Dataset rows about where objects are located
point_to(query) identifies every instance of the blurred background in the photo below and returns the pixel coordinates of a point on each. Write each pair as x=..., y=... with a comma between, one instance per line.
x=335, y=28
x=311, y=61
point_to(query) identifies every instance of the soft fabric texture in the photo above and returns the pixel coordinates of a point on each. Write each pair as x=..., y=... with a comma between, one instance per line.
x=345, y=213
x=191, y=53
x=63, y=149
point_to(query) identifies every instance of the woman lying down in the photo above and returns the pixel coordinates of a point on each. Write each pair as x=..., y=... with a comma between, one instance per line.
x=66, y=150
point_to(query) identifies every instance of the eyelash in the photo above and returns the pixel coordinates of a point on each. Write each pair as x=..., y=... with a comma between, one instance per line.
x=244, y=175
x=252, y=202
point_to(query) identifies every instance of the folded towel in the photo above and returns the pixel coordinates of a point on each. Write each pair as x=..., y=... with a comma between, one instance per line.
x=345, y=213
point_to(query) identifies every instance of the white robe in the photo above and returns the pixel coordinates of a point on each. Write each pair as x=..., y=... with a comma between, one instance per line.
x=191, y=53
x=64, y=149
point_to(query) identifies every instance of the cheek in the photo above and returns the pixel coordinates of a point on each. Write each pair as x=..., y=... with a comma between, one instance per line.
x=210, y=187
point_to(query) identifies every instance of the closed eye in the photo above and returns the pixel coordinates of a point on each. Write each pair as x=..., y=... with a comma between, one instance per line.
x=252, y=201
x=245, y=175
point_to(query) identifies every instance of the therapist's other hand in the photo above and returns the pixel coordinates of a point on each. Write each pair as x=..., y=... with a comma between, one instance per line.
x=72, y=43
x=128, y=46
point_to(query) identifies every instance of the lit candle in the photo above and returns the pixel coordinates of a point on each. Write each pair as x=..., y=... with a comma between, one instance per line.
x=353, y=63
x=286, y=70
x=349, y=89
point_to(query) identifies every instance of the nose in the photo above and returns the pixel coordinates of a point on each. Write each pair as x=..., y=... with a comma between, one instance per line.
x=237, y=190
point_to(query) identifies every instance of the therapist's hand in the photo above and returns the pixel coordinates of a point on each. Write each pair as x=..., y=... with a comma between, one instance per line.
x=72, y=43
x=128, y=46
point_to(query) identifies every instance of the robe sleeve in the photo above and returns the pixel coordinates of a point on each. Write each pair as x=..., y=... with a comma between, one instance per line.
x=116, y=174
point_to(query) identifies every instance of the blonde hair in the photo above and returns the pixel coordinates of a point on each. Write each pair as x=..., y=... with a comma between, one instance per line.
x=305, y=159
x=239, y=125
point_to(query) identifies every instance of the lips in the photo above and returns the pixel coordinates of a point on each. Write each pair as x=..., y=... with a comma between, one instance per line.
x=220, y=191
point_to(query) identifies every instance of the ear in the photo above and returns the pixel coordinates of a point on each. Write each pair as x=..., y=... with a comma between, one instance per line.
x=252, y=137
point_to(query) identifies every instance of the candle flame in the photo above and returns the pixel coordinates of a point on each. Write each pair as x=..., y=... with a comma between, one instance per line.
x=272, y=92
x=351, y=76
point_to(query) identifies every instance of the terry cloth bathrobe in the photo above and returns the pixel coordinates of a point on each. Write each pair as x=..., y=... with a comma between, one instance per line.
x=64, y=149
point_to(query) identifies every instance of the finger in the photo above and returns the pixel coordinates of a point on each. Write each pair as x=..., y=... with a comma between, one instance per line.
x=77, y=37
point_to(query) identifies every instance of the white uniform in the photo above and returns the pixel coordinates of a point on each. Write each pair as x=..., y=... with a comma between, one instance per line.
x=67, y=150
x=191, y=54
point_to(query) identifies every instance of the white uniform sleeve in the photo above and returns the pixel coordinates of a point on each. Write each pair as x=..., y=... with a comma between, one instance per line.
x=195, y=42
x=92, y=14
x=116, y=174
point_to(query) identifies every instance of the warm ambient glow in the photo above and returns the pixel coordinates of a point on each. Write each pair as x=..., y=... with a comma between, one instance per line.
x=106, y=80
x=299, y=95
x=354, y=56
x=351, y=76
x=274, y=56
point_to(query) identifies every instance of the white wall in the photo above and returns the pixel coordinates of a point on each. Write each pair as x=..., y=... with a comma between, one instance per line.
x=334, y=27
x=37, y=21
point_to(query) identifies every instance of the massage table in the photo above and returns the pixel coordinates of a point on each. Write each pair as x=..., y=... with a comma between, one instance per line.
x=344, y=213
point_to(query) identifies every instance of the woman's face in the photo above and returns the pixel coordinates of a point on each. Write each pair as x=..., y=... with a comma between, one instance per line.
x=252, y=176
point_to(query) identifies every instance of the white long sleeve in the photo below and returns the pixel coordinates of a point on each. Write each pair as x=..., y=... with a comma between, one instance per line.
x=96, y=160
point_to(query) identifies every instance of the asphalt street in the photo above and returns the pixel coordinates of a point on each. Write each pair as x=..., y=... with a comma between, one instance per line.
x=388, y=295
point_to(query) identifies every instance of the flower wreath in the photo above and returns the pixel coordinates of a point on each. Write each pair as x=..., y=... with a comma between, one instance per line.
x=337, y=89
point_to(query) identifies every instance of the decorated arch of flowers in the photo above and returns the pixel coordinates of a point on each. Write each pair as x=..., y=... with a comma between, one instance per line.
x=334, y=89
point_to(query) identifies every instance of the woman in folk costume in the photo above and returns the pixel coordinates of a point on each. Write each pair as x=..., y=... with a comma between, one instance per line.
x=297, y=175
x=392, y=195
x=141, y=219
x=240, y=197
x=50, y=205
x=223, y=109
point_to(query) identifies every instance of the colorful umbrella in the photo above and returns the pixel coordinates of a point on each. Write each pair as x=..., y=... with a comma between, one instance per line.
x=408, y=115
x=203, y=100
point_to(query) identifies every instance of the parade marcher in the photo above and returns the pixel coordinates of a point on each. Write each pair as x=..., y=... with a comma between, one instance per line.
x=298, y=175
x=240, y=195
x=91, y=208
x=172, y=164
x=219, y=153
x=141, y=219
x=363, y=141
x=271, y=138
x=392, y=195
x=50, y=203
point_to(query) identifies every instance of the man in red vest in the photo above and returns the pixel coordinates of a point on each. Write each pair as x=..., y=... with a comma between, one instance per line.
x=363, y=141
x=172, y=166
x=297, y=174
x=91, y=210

Problem details
Please give all the rows above again, substituting "image coordinates" for "pixel coordinates" wherever it occurs and keeping everything else the same.

Task solution
point_to(query) identifies every instance of the blurred background in the photo below and returns the image coordinates of a point on each. Write each pair as x=..., y=... with a comma between, one instance per line.
x=335, y=28
x=311, y=61
point_to(query) identifies every instance of the soft fabric texture in the photo above and returns the image coordinates of a point on each. Write each pair as x=..., y=... with a comma between, one instance per line.
x=345, y=213
x=191, y=53
x=63, y=149
point_to(query) identifies every instance of the woman lying down in the photo above and returns the image coordinates of a point on each. Write each pair as x=..., y=... with a comma between, one instance per line.
x=66, y=150
point_to(query) identifies every instance of the eyelash in the photo above and returns the image coordinates of a point on each. Write each pair as x=..., y=... with a comma between, one instance per line.
x=244, y=175
x=252, y=202
point_to(query) identifies every instance of the folded towel in the photo above and returns the image coordinates of a point on each. Write each pair as x=..., y=... with a comma between, one instance per line.
x=345, y=213
point_to(query) identifies every instance of the white robe in the photo above and returns the image coordinates of a point on each. Write each pair as x=..., y=... with a comma between, one instance per line.
x=191, y=53
x=64, y=149
point_to(query) identifies every instance of the cheek in the photo above and returns the image coordinates of a point on each. Write each pair as x=..., y=... with a comma between, one instance per line.
x=210, y=187
point_to(query) identifies every instance of the closed eye in the photo above and returns the image coordinates of a point on each. Write each pair as x=..., y=... with a comma between, one instance per line.
x=252, y=201
x=245, y=175
point_to(query) identifies every instance of the therapist's other hand in the photo above and returns the image coordinates of a point on each. Write each pair as x=..., y=... with a comma between, one instance per line.
x=72, y=43
x=128, y=46
point_to(query) identifies every instance of the lit candle in the photo above and returns the image coordinates of a point on each. Write each pair as x=..., y=... with a comma between, one instance per line.
x=353, y=63
x=286, y=70
x=349, y=89
point_to(query) identifies every instance of the nose in the photo above and returns the image coordinates of a point on each. Write each pair as x=..., y=... with a comma between, one instance per line.
x=237, y=190
point_to(query) identifies every instance of the therapist's hand in the photo above and returns the image coordinates of a point on each. Write each pair as x=..., y=... with a comma between, one instance per line.
x=72, y=43
x=128, y=46
point_to(query) identifies every instance of the robe sleeve in the photo above and returns the image coordinates of a point on each. Write each pair as x=..., y=... with a comma between, one instance per line.
x=116, y=174
point_to(query) identifies every instance of the blonde hair in the photo above and returns the image coordinates of a point on each. Write each pair as x=..., y=... with a comma between, one instance per line.
x=305, y=159
x=239, y=125
point_to(query) identifies every instance of the lips in the photo above and returns the image coordinates of a point on each. Write each pair as x=..., y=... with a comma between, one instance per line.
x=220, y=191
point_to(query) identifies every instance of the ear in the photo above and returns the image coordinates of a point on each. Write each pair as x=..., y=... with a comma between, one instance per line.
x=252, y=137
point_to(query) identifies every instance of the candle flame in the photo above and returns the image coordinates of a point on each. Write each pair as x=..., y=... with a comma between, one instance per line.
x=272, y=92
x=351, y=76
point_to(query) identifies every instance of the terry cloth bathrobe in the photo above and returns the image coordinates of a point on each. Write each pair as x=..., y=... with a comma between, one instance per line.
x=64, y=149
point_to(query) identifies every instance of the finger in the photo above and returns the image coordinates of a point on each. Write each pair as x=..., y=... with a comma between, one instance per line.
x=77, y=37
point_to(query) identifies every instance of the white uniform in the photo above and returns the image coordinates of a point on each. Write each pair as x=..., y=... with a comma between, one instance per line.
x=67, y=150
x=191, y=54
point_to(query) identifies every instance of the white uniform sleeve in the photo above and returns the image coordinates of a point on each. Write each pair as x=..., y=... with a comma between, one instance per line.
x=195, y=42
x=92, y=14
x=116, y=174
point_to(query) identifies every instance of the warm ambient glow in the photo above and returns the image coordinates of a point on each. Write each pair as x=..., y=... with a comma between, one instance per line.
x=106, y=80
x=299, y=95
x=354, y=56
x=351, y=76
x=274, y=56
point_to(query) identifies every instance of the white wall in the photo above and returns the image coordinates of a point on each. Write each pair as x=..., y=... with a comma between, one instance per line.
x=334, y=27
x=37, y=21
point_to(query) identifies every instance of the massage table in the photo above and returns the image coordinates of a point on each. Write each pair as x=..., y=... with a comma between, one instance per line.
x=344, y=213
point_to(query) identifies every instance of the woman's face in the photo above and returns the image coordinates of a point on each. Write each pair as x=..., y=... with a comma between, one instance per line.
x=252, y=176
point_to(query) identifies every instance of the white long sleeve in the photo below and returns the image coordinates of a point on each. Write each pair as x=..., y=... with a comma between, one instance per line.
x=96, y=160
point_to(query) identifies every instance of the asphalt street in the photo above and returns the image coordinates of a point on each. Write each pair as x=..., y=... with a comma between, one instance per line.
x=388, y=295
point_to(query) identifies every instance of the flower wreath in the photo above and returns the image coordinates of a point on each. Write each pair as x=..., y=... with a comma between, one instance per line.
x=337, y=89
point_to(query) identifies every instance of the decorated arch of flowers in the photo above and returns the image coordinates of a point on each. Write each pair as x=..., y=... with a comma between, one instance per line.
x=334, y=89
point_to(query) identifies every instance of the woman in folk costume in the photo above and returns the image coordinates of a point on each. Write each pair as x=..., y=... with a comma between, one instance per line.
x=297, y=175
x=392, y=195
x=141, y=219
x=240, y=197
x=50, y=205
x=223, y=109
point_to(query) identifies every instance of the colorful umbrella in the photo above and returns the image coordinates of a point on each. Write each pair as x=..., y=... with a comma between, one instance per line.
x=408, y=115
x=203, y=100
point_to(query) identifies every instance of the parade marcher in the photo above and returns the image coordinates of a point on each. Write each pair as x=..., y=... with a comma between, one instance per line.
x=298, y=175
x=240, y=195
x=91, y=208
x=172, y=164
x=219, y=153
x=141, y=219
x=363, y=141
x=271, y=138
x=392, y=195
x=50, y=203
point_to(query) identifies every instance of the man in red vest in the photo above and returns the image coordinates of a point on each. Write each pair as x=..., y=... with a comma between, one instance per line.
x=363, y=141
x=172, y=166
x=297, y=174
x=91, y=210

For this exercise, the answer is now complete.